◆ Exercise brief
Scan the listing and work out how many lines contain the word "green". Nothing but the number should be given.

:::::

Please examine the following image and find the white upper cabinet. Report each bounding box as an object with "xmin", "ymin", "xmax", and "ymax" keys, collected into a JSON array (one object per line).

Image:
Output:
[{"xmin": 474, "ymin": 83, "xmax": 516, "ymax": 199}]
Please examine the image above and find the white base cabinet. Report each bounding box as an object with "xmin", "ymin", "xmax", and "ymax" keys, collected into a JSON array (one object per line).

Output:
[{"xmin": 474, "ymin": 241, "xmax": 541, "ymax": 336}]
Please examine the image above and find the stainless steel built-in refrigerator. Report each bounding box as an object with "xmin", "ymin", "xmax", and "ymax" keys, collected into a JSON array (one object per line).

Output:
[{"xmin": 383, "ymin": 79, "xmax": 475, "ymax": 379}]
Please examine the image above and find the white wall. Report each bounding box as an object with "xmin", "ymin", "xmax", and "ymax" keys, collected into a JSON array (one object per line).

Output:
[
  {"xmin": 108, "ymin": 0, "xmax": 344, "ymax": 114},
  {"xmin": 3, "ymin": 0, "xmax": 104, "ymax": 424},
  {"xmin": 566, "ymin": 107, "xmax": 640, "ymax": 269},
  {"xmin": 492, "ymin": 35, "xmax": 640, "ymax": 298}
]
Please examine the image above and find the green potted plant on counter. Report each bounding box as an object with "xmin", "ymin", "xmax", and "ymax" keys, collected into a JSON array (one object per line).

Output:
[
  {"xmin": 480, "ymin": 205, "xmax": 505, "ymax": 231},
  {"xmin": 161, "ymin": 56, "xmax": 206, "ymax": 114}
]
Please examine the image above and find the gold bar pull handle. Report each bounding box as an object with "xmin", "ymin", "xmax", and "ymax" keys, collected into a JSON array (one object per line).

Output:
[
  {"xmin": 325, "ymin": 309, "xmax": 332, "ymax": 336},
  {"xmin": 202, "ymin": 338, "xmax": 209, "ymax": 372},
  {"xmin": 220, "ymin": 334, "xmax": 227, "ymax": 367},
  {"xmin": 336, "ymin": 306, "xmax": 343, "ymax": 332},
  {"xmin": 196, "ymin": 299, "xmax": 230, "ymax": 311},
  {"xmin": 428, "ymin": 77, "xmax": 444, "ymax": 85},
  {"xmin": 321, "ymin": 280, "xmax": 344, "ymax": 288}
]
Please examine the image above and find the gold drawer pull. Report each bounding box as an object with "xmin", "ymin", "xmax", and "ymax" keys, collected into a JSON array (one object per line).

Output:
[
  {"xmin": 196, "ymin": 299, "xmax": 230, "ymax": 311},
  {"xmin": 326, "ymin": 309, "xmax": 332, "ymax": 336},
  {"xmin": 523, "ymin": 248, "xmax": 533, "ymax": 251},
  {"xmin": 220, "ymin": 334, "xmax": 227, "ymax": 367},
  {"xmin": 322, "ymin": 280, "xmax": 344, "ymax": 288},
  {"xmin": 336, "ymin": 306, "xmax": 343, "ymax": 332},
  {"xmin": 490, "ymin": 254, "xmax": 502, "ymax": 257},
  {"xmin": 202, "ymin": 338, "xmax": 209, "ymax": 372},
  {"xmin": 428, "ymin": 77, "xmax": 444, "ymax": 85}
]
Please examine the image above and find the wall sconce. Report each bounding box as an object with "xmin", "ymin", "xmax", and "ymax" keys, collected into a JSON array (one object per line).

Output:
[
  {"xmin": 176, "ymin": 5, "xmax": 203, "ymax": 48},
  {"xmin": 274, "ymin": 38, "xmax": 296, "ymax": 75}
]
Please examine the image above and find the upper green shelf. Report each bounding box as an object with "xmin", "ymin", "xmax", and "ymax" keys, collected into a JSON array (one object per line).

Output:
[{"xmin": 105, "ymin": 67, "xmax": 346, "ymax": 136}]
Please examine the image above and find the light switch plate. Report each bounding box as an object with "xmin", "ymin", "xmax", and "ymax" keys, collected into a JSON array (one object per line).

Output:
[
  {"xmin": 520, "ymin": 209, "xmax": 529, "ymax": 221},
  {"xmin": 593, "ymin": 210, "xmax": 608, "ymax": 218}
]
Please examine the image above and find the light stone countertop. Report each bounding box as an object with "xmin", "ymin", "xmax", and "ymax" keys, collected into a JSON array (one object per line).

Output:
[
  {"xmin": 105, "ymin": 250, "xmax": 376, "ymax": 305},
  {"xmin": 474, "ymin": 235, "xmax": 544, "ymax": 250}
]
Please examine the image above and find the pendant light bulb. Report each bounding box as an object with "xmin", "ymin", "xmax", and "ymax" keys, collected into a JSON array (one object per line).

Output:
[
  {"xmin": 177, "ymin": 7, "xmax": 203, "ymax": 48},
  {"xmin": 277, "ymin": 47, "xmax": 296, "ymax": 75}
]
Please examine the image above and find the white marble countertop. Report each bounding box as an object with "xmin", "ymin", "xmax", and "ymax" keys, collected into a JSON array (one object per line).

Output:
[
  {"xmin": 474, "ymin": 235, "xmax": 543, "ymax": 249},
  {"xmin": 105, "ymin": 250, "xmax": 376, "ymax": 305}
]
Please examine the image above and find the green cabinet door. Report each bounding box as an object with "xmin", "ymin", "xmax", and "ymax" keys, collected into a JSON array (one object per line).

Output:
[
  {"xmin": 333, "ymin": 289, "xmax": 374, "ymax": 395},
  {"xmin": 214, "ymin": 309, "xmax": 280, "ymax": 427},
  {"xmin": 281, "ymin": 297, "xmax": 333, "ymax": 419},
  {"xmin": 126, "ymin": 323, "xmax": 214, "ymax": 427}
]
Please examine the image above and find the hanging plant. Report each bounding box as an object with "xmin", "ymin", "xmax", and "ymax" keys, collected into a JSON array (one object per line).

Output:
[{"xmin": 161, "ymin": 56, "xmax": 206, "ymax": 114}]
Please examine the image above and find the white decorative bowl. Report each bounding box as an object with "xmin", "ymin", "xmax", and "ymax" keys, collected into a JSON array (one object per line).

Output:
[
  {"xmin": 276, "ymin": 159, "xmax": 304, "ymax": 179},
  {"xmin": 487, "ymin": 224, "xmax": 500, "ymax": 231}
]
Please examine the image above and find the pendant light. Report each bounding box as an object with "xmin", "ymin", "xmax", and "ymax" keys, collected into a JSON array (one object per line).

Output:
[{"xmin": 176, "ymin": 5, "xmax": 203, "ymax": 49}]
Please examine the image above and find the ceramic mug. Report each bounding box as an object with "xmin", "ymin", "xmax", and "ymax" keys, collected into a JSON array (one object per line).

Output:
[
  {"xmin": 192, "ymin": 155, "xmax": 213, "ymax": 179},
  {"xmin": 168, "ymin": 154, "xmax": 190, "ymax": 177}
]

:::::

◆ Exercise response
3